[Start Source]

When
the International Monetary Fund first started in December 1945 it was aimed at
building a framework that would help countries to have a stable economy and
correct macroeconomic imbalances so as to prevent a repeat of the great
depression of the 1930s. The IMF lists as its core function to ‘ensure the stability of the international monetary
system—the system of exchange rates and international payments that enables
countries (and their citizens) to buy goods and services from each other. This
is essential for sustainable economic growth, increasing living standards, and alleviating
poverty.’ (IMF website, 2010) Eighty three years later one has to question if the
Fund is serving its main purpose.
Minister
of Finance and Planning, Dr. Peter Phillips (left)
Head of the International
Monetary Fund (IMF) Mission to Jamaica, Jan Kees Martin (center)
Bank of Jamaica Governor, Brian
Wynter
|
The Mexican crises in the early 90s along
with the East Asian crisis in 1997 are two vivid examples of the IMF’s failure. The Mexican government had a lot of creditors
and they had to pay back in full in a short time. The government was forced to spend all their
reserves to honour its obligation. The IMF along with the US government created
a plan to turn some of the short term debt into long term debt. As such the IMF and Mexico entered into a
stand by arrangement which provided immediate and well needed cash. One of the conditions of the loan was for the
government to have high interest rates.
There was large interest payment along with cheap imports which forced a
number of businesses to close. This
caused a ripple effect on the country’s economy. The Asian crisis began in the mid-1997 and
affected the market, stocks, and currencies on several Southeast Asian
economies. It was mainly caused by the Mexican crisis which created a domino
effect; investors lost confidence in
securities in East Asia and began to pull their money. As the crisis deepened the IMF decided to
lend assistance. The IMF offered a
rescue package which like in the case of Jamaica would prevent a default. The support came with conditions which
included the government cutting spending and raising interest rates.
The
aim was to restore confidence and protect currency values. However, economists have argued that the opposite
should have been done; interest rates should have been lowered and more
opportunities available for businesses to grow and hence developing the
productive sector. The IMF policies
caused a reduction in the value of the currencies and stock market and people
falling below the poverty line. Thailand, South
Korea and Indonesia were the countries most affected by the crisis.

[End Source]
[Start Extracted entries]

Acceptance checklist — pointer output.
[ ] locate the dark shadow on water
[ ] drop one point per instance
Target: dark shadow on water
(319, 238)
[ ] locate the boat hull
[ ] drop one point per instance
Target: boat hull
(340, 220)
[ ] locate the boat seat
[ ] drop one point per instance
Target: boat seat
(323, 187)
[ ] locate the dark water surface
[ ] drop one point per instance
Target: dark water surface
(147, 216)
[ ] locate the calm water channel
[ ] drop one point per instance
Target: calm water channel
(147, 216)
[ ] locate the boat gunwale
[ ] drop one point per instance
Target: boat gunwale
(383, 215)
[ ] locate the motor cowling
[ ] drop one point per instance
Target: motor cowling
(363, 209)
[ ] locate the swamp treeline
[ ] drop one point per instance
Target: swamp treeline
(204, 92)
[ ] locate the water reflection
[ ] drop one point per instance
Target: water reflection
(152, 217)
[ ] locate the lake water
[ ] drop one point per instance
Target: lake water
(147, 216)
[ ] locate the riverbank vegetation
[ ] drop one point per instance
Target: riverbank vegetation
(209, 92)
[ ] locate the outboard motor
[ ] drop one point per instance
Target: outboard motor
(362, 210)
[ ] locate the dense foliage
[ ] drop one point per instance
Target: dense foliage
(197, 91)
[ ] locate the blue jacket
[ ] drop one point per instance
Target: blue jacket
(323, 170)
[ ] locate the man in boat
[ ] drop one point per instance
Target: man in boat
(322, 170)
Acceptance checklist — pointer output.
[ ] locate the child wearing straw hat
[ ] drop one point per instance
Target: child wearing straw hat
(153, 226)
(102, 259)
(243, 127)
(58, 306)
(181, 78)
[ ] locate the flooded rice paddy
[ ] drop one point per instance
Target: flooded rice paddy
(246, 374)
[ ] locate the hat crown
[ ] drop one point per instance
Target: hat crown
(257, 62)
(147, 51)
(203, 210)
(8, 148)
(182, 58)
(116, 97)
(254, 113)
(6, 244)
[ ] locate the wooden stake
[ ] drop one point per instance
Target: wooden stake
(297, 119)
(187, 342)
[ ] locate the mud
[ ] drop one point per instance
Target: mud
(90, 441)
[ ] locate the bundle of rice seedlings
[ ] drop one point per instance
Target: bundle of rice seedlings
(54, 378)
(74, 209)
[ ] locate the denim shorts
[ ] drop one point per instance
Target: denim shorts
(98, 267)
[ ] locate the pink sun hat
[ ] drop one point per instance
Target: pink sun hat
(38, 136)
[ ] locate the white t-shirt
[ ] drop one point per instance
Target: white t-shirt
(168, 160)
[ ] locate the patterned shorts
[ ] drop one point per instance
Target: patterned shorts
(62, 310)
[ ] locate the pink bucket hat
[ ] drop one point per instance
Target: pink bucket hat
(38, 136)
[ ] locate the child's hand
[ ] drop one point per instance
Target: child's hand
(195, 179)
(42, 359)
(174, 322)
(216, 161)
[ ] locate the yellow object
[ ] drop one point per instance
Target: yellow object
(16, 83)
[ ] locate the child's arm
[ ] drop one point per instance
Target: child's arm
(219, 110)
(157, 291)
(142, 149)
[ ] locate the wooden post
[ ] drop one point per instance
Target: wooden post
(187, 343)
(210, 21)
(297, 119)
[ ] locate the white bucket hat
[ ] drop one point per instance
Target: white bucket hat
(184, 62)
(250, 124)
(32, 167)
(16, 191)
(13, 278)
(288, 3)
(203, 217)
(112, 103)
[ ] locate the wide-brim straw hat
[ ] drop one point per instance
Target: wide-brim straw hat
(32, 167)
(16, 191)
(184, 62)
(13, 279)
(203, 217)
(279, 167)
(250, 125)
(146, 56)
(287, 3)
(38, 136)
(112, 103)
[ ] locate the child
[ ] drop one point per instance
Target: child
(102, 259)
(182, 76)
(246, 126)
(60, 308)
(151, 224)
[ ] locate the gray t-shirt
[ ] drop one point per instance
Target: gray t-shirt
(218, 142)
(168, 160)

[End Extracted entries]

● **Your tasks**
A: List each official identified in the essay on the IMF, together with the position the essay gives for that person.
B: Answer these questions using the essay on the IMF:
(i) In what month and year did the International Monetary Fund first start?
(ii) What was one of the conditions of the loan made to the Mexican government?
(iii) Which countries were most affected by the Asian crisis?
C: Rewrite the paragraph of the essay on the IMF that begins "The aim was to restore confidence" as a short bulleted list, keeping its main facts.

● **Expected results**
A:
- Dr. Peter Phillips: Minister of Finance and Planning
- Jan Kees Martin: Head of the International Monetary Fund (IMF) Mission to Jamaica
- Brian Wynter: Bank of Jamaica Governor

B:
(i) December 1945.
(ii) The government had to have high interest rates.
(iii) Thailand, South Korea and Indonesia.

C:
- The aim was to restore confidence and protect currency values.
- Economists have argued that the IMF should have done the opposite: lowered interest rates and given businesses more opportunities to grow, which would have developed the productive sector.
- The IMF policies reduced the value of currencies and the stock market, and they pushed people below the poverty line.
- Thailand, South Korea and Indonesia were the countries most affected by the crisis.